■ OBJECTIVE
Each record below should be output verbatim, without pictures.

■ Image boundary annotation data
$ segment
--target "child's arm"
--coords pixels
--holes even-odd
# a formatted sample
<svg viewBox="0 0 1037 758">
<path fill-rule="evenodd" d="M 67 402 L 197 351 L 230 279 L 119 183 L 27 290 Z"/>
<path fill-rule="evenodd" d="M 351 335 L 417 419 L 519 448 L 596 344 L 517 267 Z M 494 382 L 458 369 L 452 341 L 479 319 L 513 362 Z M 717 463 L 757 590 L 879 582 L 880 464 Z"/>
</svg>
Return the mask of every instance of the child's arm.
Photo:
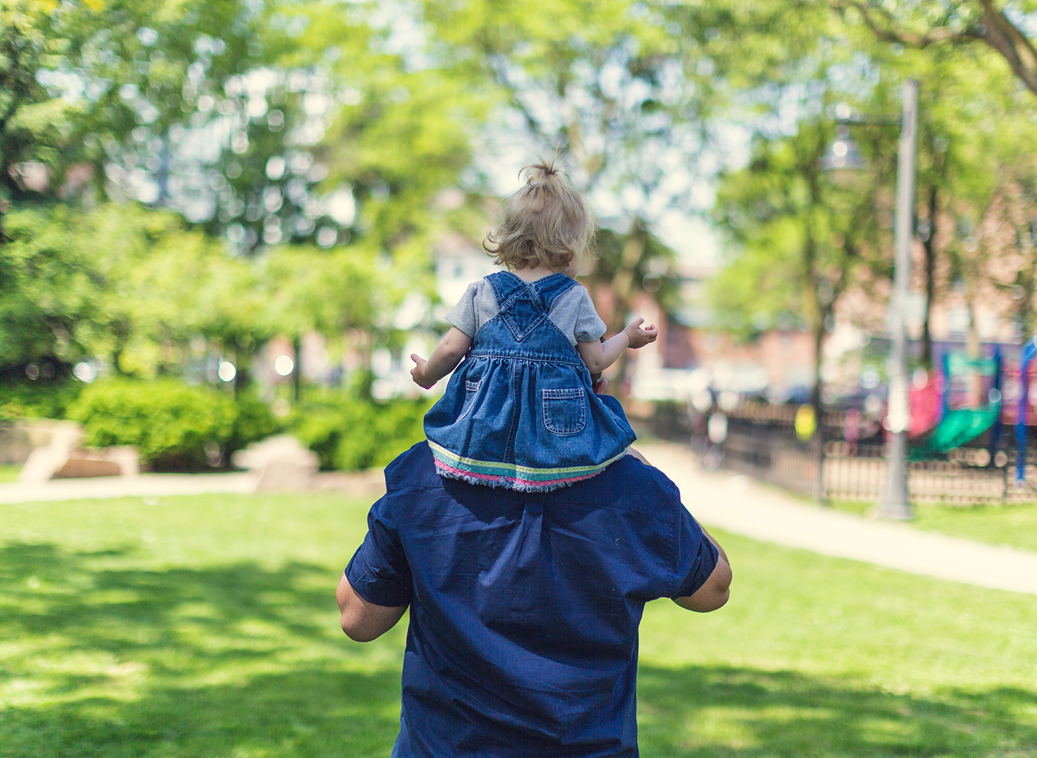
<svg viewBox="0 0 1037 758">
<path fill-rule="evenodd" d="M 577 342 L 577 350 L 580 357 L 587 364 L 591 373 L 604 371 L 623 354 L 627 347 L 644 347 L 649 342 L 654 342 L 658 336 L 655 325 L 641 329 L 645 322 L 644 318 L 635 318 L 619 334 L 610 337 L 605 342 Z"/>
<path fill-rule="evenodd" d="M 430 389 L 432 385 L 457 368 L 460 359 L 472 346 L 472 338 L 457 327 L 450 327 L 440 343 L 436 345 L 432 355 L 426 361 L 417 354 L 411 354 L 411 360 L 417 365 L 411 369 L 411 376 L 419 387 Z"/>
</svg>

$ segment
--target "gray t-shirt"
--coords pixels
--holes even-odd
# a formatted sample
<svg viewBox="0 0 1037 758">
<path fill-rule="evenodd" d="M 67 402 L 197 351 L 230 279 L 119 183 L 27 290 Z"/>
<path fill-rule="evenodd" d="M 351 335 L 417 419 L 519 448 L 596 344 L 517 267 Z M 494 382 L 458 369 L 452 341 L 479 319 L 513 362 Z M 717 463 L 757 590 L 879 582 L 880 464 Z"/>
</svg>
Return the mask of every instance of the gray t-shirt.
<svg viewBox="0 0 1037 758">
<path fill-rule="evenodd" d="M 468 285 L 461 299 L 446 315 L 447 321 L 469 337 L 475 337 L 483 324 L 500 312 L 497 296 L 485 279 Z M 569 287 L 551 304 L 548 318 L 576 346 L 579 342 L 594 342 L 605 334 L 605 321 L 594 310 L 590 292 L 582 284 Z"/>
</svg>

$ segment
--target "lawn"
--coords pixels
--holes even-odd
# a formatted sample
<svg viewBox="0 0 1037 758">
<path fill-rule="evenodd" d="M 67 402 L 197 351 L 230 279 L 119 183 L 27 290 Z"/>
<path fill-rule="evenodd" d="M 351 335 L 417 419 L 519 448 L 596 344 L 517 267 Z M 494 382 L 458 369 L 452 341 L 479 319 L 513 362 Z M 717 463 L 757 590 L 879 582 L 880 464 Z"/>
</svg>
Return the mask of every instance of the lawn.
<svg viewBox="0 0 1037 758">
<path fill-rule="evenodd" d="M 0 756 L 388 756 L 405 627 L 333 598 L 367 503 L 2 508 Z M 646 609 L 643 756 L 1037 754 L 1037 597 L 717 536 L 730 603 Z"/>
<path fill-rule="evenodd" d="M 875 506 L 861 500 L 834 500 L 833 508 L 858 515 Z M 1037 552 L 1037 503 L 1008 505 L 942 505 L 916 503 L 912 526 L 955 537 Z"/>
</svg>

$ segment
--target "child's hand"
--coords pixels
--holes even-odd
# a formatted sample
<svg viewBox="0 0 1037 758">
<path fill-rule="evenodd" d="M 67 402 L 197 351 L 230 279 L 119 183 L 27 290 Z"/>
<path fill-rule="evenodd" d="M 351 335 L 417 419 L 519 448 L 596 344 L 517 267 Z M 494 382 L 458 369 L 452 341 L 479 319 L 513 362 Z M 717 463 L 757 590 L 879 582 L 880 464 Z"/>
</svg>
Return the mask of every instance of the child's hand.
<svg viewBox="0 0 1037 758">
<path fill-rule="evenodd" d="M 658 337 L 658 329 L 655 328 L 655 325 L 652 324 L 641 329 L 641 325 L 644 322 L 644 318 L 635 318 L 623 330 L 626 339 L 629 340 L 630 347 L 644 347 L 649 342 L 654 342 L 655 338 Z"/>
<path fill-rule="evenodd" d="M 416 365 L 411 369 L 411 377 L 418 387 L 423 387 L 426 390 L 432 389 L 436 385 L 436 380 L 429 380 L 425 373 L 425 367 L 428 365 L 428 361 L 419 356 L 417 353 L 411 354 L 411 360 L 414 361 Z"/>
</svg>

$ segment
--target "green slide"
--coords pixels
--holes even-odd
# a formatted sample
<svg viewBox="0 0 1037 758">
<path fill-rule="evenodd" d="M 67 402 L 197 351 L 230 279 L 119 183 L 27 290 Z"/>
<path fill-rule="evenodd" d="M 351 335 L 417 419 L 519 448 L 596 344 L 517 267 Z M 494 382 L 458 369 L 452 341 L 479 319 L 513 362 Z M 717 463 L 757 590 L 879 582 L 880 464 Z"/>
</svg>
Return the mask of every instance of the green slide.
<svg viewBox="0 0 1037 758">
<path fill-rule="evenodd" d="M 915 453 L 946 453 L 975 440 L 993 426 L 1001 415 L 1001 400 L 978 410 L 948 411 L 936 424 L 932 436 L 915 448 Z"/>
</svg>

■ THE ANSWER
$ segment
--target "child's arm"
--coords pixels
--holes even-odd
# a formatted sample
<svg viewBox="0 0 1037 758">
<path fill-rule="evenodd" d="M 67 402 L 197 351 L 230 279 L 119 183 L 27 290 Z"/>
<path fill-rule="evenodd" d="M 351 335 L 417 419 L 519 448 L 596 344 L 517 267 Z M 494 382 L 458 369 L 452 341 L 479 319 L 513 362 Z M 717 463 L 757 590 L 879 582 L 880 464 Z"/>
</svg>
Return the mask of every instance of the child's arm.
Photo:
<svg viewBox="0 0 1037 758">
<path fill-rule="evenodd" d="M 577 342 L 577 350 L 580 357 L 587 364 L 591 373 L 604 371 L 623 354 L 627 347 L 644 347 L 649 342 L 654 342 L 658 336 L 655 325 L 641 329 L 645 322 L 644 318 L 635 318 L 619 334 L 610 337 L 605 342 Z"/>
<path fill-rule="evenodd" d="M 430 389 L 432 385 L 457 368 L 460 359 L 472 346 L 472 338 L 457 327 L 450 327 L 440 343 L 436 345 L 432 355 L 426 361 L 417 354 L 411 354 L 411 360 L 417 365 L 411 369 L 411 376 L 419 387 Z"/>
</svg>

$ segment
--target "gray t-shirt"
--coords pixels
--holes even-odd
# a formatted sample
<svg viewBox="0 0 1037 758">
<path fill-rule="evenodd" d="M 67 402 L 197 351 L 230 279 L 119 183 L 27 290 Z"/>
<path fill-rule="evenodd" d="M 351 335 L 417 419 L 519 448 L 596 344 L 517 267 Z M 494 382 L 458 369 L 452 341 L 479 319 L 513 362 Z M 717 463 L 757 590 L 879 582 L 880 464 Z"/>
</svg>
Return the mask of every instance of the gray t-shirt.
<svg viewBox="0 0 1037 758">
<path fill-rule="evenodd" d="M 468 285 L 461 299 L 446 315 L 447 321 L 469 337 L 475 337 L 483 324 L 500 312 L 497 296 L 485 279 Z M 569 287 L 551 304 L 548 318 L 576 346 L 579 342 L 594 342 L 605 334 L 605 321 L 594 310 L 590 292 L 582 284 Z"/>
</svg>

$ segment
--target "lawn"
--coords pixels
--holes even-odd
# a formatted sample
<svg viewBox="0 0 1037 758">
<path fill-rule="evenodd" d="M 67 402 L 197 351 L 230 279 L 119 183 L 27 290 Z"/>
<path fill-rule="evenodd" d="M 351 335 L 417 419 L 519 448 L 596 344 L 517 267 Z M 494 382 L 458 369 L 452 341 L 479 319 L 513 362 Z M 717 463 L 757 590 L 879 582 L 880 464 Z"/>
</svg>
Return the mask of every instance of the lawn.
<svg viewBox="0 0 1037 758">
<path fill-rule="evenodd" d="M 0 756 L 388 756 L 405 627 L 333 598 L 367 503 L 2 508 Z M 646 609 L 643 756 L 1037 754 L 1037 597 L 717 536 L 730 603 Z"/>
<path fill-rule="evenodd" d="M 875 506 L 861 500 L 834 500 L 833 508 L 858 515 Z M 1037 552 L 1037 503 L 1008 505 L 942 505 L 916 503 L 912 526 L 955 537 Z"/>
</svg>

$ segment
--target "child's hand"
--coords pixels
--holes even-odd
# a formatted sample
<svg viewBox="0 0 1037 758">
<path fill-rule="evenodd" d="M 67 402 L 197 351 L 230 279 L 119 183 L 27 290 Z"/>
<path fill-rule="evenodd" d="M 351 335 L 417 419 L 519 448 L 596 344 L 517 267 Z M 494 382 L 458 369 L 452 341 L 479 319 L 513 362 Z M 717 463 L 757 590 L 879 582 L 880 464 Z"/>
</svg>
Return the mask of every instance of the child's hand.
<svg viewBox="0 0 1037 758">
<path fill-rule="evenodd" d="M 658 337 L 658 329 L 655 328 L 655 325 L 652 324 L 641 329 L 641 325 L 644 322 L 644 318 L 635 318 L 623 330 L 626 339 L 629 340 L 630 347 L 644 347 L 649 342 L 654 342 L 655 338 Z"/>
<path fill-rule="evenodd" d="M 416 365 L 411 369 L 411 377 L 418 387 L 423 387 L 426 390 L 432 389 L 436 385 L 436 380 L 429 380 L 425 373 L 425 367 L 428 365 L 428 361 L 419 356 L 417 353 L 411 354 L 411 360 L 414 361 Z"/>
</svg>

$ segment
--target "green slide"
--coords pixels
--holes even-odd
# a formatted sample
<svg viewBox="0 0 1037 758">
<path fill-rule="evenodd" d="M 67 402 L 197 351 L 230 279 L 119 183 L 27 290 Z"/>
<path fill-rule="evenodd" d="M 351 335 L 417 419 L 519 448 L 596 344 L 517 267 Z M 494 382 L 458 369 L 452 341 L 479 319 L 513 362 Z M 717 463 L 757 590 L 879 582 L 880 464 Z"/>
</svg>
Return the mask of every instance of the green slide.
<svg viewBox="0 0 1037 758">
<path fill-rule="evenodd" d="M 915 453 L 946 453 L 975 440 L 993 426 L 1001 415 L 1001 400 L 978 410 L 948 411 L 936 424 L 932 436 L 915 448 Z"/>
</svg>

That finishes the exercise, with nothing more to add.